▸ **Given instruction**
Starting with the line that contains "If you could indicate the phone" and going on through the line that contains "point(79, 163)", write out every line again. Add 69 to each coordinate in the answer points and leave every other line unchanged.

▸ **Data provided**
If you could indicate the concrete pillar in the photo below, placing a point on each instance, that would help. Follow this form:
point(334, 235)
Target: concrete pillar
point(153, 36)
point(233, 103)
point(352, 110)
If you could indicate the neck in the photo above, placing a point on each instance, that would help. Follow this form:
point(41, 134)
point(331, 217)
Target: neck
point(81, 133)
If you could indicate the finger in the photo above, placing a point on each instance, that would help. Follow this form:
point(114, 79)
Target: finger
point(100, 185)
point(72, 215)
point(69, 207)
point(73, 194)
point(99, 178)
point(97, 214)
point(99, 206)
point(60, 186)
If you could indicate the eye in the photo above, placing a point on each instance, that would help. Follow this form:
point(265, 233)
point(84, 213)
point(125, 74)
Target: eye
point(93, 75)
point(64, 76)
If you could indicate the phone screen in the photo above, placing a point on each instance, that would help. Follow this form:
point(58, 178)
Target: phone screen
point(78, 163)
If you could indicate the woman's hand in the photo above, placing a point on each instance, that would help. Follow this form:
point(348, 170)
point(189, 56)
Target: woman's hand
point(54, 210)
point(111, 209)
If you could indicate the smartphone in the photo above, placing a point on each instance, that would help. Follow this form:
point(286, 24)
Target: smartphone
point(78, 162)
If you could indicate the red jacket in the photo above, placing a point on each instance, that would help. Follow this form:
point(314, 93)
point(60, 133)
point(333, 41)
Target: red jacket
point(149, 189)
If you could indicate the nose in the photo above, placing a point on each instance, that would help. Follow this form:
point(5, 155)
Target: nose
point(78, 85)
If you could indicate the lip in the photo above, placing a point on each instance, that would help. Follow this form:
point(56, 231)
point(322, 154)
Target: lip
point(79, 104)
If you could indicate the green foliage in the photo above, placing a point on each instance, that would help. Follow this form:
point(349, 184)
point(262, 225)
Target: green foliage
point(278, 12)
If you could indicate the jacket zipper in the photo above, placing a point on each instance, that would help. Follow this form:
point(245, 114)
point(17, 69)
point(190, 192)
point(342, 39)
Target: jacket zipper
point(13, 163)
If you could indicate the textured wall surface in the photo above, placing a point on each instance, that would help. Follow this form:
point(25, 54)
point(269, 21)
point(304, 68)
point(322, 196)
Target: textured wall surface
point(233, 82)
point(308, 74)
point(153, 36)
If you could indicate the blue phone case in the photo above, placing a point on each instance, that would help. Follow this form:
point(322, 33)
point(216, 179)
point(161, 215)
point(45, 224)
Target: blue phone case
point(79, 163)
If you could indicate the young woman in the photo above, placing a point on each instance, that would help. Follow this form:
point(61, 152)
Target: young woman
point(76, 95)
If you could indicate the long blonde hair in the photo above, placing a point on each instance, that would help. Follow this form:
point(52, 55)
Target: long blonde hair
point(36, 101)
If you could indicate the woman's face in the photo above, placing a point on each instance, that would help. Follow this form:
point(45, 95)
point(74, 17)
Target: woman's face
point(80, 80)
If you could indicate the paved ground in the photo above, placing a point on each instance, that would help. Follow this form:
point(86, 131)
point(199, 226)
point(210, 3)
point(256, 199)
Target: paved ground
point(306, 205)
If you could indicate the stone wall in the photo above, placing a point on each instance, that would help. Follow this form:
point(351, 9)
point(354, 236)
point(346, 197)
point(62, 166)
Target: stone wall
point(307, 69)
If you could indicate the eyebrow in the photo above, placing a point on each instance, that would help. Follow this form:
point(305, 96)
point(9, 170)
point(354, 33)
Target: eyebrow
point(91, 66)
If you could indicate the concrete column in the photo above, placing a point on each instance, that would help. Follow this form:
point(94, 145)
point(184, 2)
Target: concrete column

▸ **Result of the exercise**
If you could indicate the phone screen in the photo above, placing a point on each instance, that would help. Follow this form:
point(58, 178)
Target: phone screen
point(147, 232)
If you could indicate the woman's hand in the photo above, placing a point on each instance, that would help. Follow this form:
point(348, 170)
point(189, 56)
Target: woman's hand
point(123, 279)
point(180, 278)
If you could indicate the smartphone in the photo above, placing a point on each instance, that would help. Follow this form:
point(286, 24)
Target: smartphone
point(147, 231)
If you could indicate the red jacket in the photo above, placing a point on each instance, that would help. Follow this form:
point(314, 93)
point(60, 133)
point(333, 41)
Target: red jacket
point(218, 258)
If you could indicate the nose in the photo above, placing a point on each instance, that would help. Follow this form:
point(5, 155)
Target: nose
point(147, 154)
If you could indicate the lip in the photo above, placing a point on each instance, that would help. Follow this form:
point(56, 231)
point(322, 154)
Target: lip
point(148, 173)
If you could indicate the green foliage in the photo above, placing a point on each instance, that would help. Follow this form:
point(349, 184)
point(262, 225)
Target: green foliage
point(347, 81)
If you could indicate the jacket zipper in the photo above, placing a point on each instance, that would help. Follow this form:
point(245, 114)
point(17, 69)
point(190, 192)
point(342, 39)
Target: jacket zipper
point(82, 232)
If you could indicate the textured wall surface in the photo above, placing a point on each instance, that would help. Follow this form:
point(25, 54)
point(269, 21)
point(304, 68)
point(322, 196)
Target: textured wall surface
point(302, 151)
point(377, 143)
point(222, 105)
If you could indicate the blue phone case in the photo above, placing a point on each instance, that would help. Follow this form:
point(322, 33)
point(216, 179)
point(161, 215)
point(45, 224)
Target: blue phone case
point(148, 232)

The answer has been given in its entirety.